Task instructions:
[1] Reproduce the Star Stage text word for word, starting with "It was sponsored" and going on through "and Alan Young.".
[2] Summarize the Star Stage text in two sentences.

Source document:
Star Stage is a half-hour American television anthology series that began on September 9, 1955, and ended on September 7, 1956.  

It was sponsored on alternate weeks by Chesebrough-Ponds and Campbell Soup Company and hosted by Jeffrey Lynn, who became host on the November 18 telecast. Thirty-nine episodes aired on NBC.  Approximately two-thirds of the episodes were done live and the remainder were filmed. Filmed episodes were produced by Revue. Some episodes originated from WRCA-TV in New York City, and others came from KRCA-TV in Los Angeles. When the program debuted, it was carried live on 31 stations and by delayed broadcast on 12.

Guest stars included: Mary Astor, Ralph Bellamy, Polly Bergen, Ward Bond, Eddie Bracken, Rod Cameron, Wendell Corey, Joseph Cotten, Jeanne Crain, Paul Douglas, Dan Duryea, Joan Fontaine, Greer Garson, Betty Grable, Lorne Greene, Dennis Morgan, Sylvia Sidney, Jack Whiting, Cornel Wilde, and Alan Young.

Dataset extract:
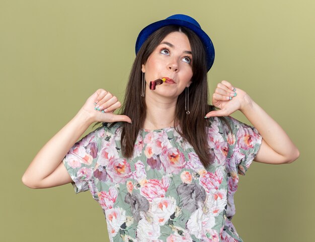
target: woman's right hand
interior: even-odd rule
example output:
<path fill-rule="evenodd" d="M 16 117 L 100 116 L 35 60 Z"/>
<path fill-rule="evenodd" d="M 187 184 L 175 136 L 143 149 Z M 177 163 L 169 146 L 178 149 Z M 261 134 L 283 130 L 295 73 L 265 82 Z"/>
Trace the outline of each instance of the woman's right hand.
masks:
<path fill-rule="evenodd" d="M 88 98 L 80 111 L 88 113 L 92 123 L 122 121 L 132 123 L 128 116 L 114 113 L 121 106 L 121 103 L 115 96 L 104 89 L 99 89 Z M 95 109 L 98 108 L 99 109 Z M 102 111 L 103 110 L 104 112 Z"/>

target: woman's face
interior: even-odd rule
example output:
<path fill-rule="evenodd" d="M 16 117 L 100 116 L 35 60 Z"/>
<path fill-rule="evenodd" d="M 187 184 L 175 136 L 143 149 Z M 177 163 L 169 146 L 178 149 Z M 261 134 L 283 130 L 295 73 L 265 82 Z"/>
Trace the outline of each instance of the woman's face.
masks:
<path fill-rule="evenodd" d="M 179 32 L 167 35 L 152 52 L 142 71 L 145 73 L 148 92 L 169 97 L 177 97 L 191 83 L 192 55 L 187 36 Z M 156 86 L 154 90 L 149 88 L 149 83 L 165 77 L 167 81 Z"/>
---
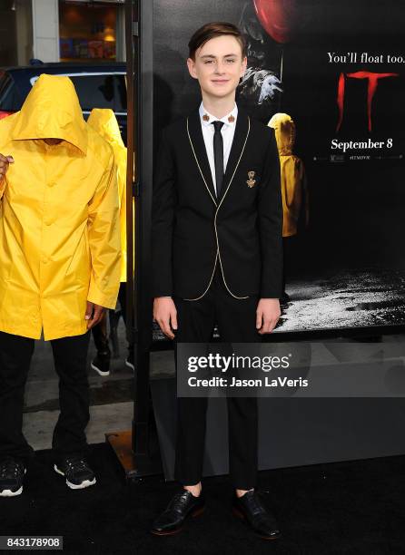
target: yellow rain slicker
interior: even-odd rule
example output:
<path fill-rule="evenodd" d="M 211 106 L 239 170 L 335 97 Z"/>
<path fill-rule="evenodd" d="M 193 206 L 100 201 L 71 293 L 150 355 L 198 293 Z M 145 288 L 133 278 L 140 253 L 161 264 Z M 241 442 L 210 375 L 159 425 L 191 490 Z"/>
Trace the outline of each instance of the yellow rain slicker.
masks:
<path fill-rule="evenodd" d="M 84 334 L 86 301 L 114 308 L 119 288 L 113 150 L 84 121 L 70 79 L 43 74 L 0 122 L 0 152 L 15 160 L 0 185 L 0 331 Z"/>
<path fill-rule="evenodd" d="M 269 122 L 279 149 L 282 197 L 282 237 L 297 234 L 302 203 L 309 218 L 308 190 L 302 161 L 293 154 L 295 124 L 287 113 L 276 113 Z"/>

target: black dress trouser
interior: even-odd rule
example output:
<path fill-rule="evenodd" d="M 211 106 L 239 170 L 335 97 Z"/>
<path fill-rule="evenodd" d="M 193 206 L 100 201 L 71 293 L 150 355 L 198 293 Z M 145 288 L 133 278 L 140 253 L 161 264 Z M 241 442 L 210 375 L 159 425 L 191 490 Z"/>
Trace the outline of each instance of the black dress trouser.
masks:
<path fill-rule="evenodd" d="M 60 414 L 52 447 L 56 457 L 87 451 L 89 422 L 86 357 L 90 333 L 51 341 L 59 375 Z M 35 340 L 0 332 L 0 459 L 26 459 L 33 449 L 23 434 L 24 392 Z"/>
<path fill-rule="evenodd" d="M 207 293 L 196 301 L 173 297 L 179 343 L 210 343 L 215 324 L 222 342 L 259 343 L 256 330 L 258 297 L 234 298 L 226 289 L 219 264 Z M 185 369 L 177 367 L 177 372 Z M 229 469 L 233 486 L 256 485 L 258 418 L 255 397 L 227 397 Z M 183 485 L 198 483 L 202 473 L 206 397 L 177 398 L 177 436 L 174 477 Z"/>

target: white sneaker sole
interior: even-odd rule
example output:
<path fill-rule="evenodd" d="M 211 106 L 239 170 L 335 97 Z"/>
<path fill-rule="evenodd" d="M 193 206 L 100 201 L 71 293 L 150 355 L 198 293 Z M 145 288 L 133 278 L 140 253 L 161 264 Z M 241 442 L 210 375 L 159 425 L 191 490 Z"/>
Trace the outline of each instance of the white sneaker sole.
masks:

Results of the exercise:
[1]
It was sponsored on alternate weeks by Chesebrough-Ponds and Campbell Soup Company and hosted by Jeffrey Lynn, who became host on the November 18 telecast. Thirty-nine episodes aired on NBC.  Approximately two-thirds of the episodes were done live and the remainder were filmed. Filmed episodes were produced by Revue. Some episodes originated from WRCA-TV in New York City, and others came from KRCA-TV in Los Angeles. When the program debuted, it was carried live on 31 stations and by delayed broadcast on 12.

Guest stars included: Mary Astor, Ralph Bellamy, Polly Bergen, Ward Bond, Eddie Bracken, Rod Cameron, Wendell Corey, Joseph Cotten, Jeanne Crain, Paul Douglas, Dan Duryea, Joan Fontaine, Greer Garson, Betty Grable, Lorne Greene, Dennis Morgan, Sylvia Sidney, Jack Whiting, Cornel Wilde, and Alan Young.

[2] Star Stage was a half-hour American television anthology series that aired thirty-nine episodes on NBC from September 9, 1955, to September 7, 1956. Hosted by Jeffrey Lynn and sponsored on alternate weeks by Chesebrough-Ponds and Campbell Soup Company, it was about two-thirds live, with the filmed episodes produced by Revue, and its guest stars included Joan Fontaine, Joseph Cotten and Greer Garson.